Population (31 May 2011)
- • Total: 973
- • Density: 67.3/km^{2} (174/sq mi)
- Demonym: Canneresi
- Time zone: UTC+1 (CET)
- • Summer (DST): UTC+2 (CEST)
- Postal code: 28821
- Dialing code: 0323
- Patron saint: Madonna del Carmine
- Saint day: Second Monday of July
- Website: Official website

= Cannero Riviera =

Cannero Riviera ([càn-ne-ro]; in Western Lombard Càner), is a comune (an Italian municipality) with a population of 973 and an area of 14.46 km2
in the Province of Verbano-Cusio-Ossola in the Italian region of Piedmont. The settlement is situated on the western shore of Lago Maggiore; it is about 130 km northeast of Turin about 15 km northeast of Verbania and a similar distance from the Italian-speaking, Swiss Canton known as the Ticino.

» **Required tasks**
[a] Please condense the paragraph in the Cannero Riviera passage that begins "Cannero Riviera ([càn-ne-ro]" into a short bulleted list that keeps its main facts.
[b] Answer these questions from the Cannero Riviera passage, one per line:
(i) What day is the saint day?
(ii) On which shore of Lago Maggiore is the settlement?
(iii) What is the dialing code?

» **Raw data**

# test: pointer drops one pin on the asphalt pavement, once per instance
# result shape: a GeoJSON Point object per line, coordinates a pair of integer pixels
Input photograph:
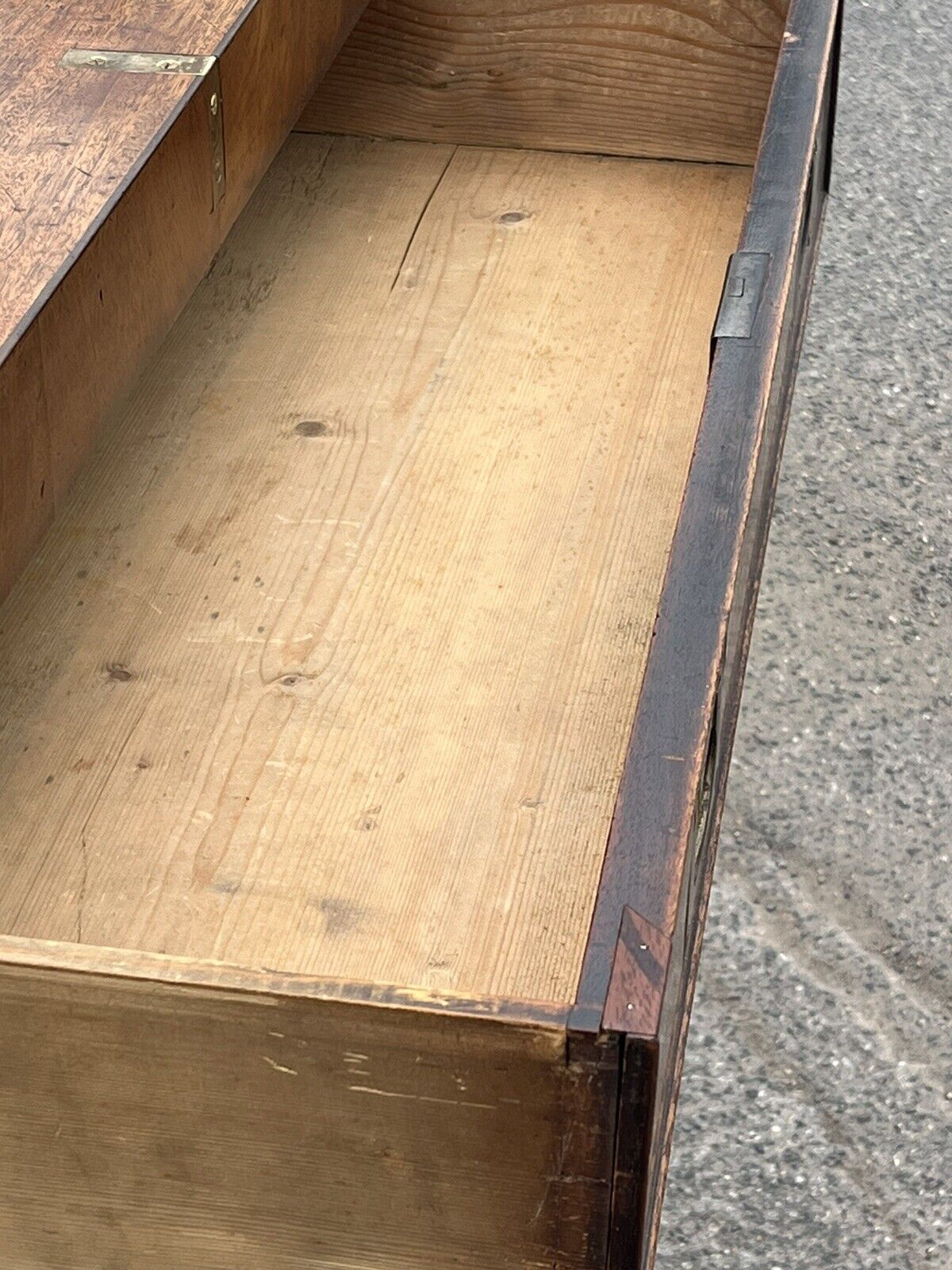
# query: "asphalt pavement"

» **Task solutions**
[a]
- Cannero Riviera (Western Lombard: Càner) is a comune, an Italian municipality.
- It has a population of 973 and an area of 14.46 km2.
- It lies in the Province of Verbano-Cusio-Ossola, in the Italian region of Piedmont.
- It sits on the western shore of Lago Maggiore.
- It is about 130 km northeast of Turin and about 15 km northeast of Verbania.
- It is about the same distance from the Swiss Canton of Ticino, which is Italian-speaking.

[b]
(i) The second Monday of July.
(ii) The western shore.
(iii) 0323.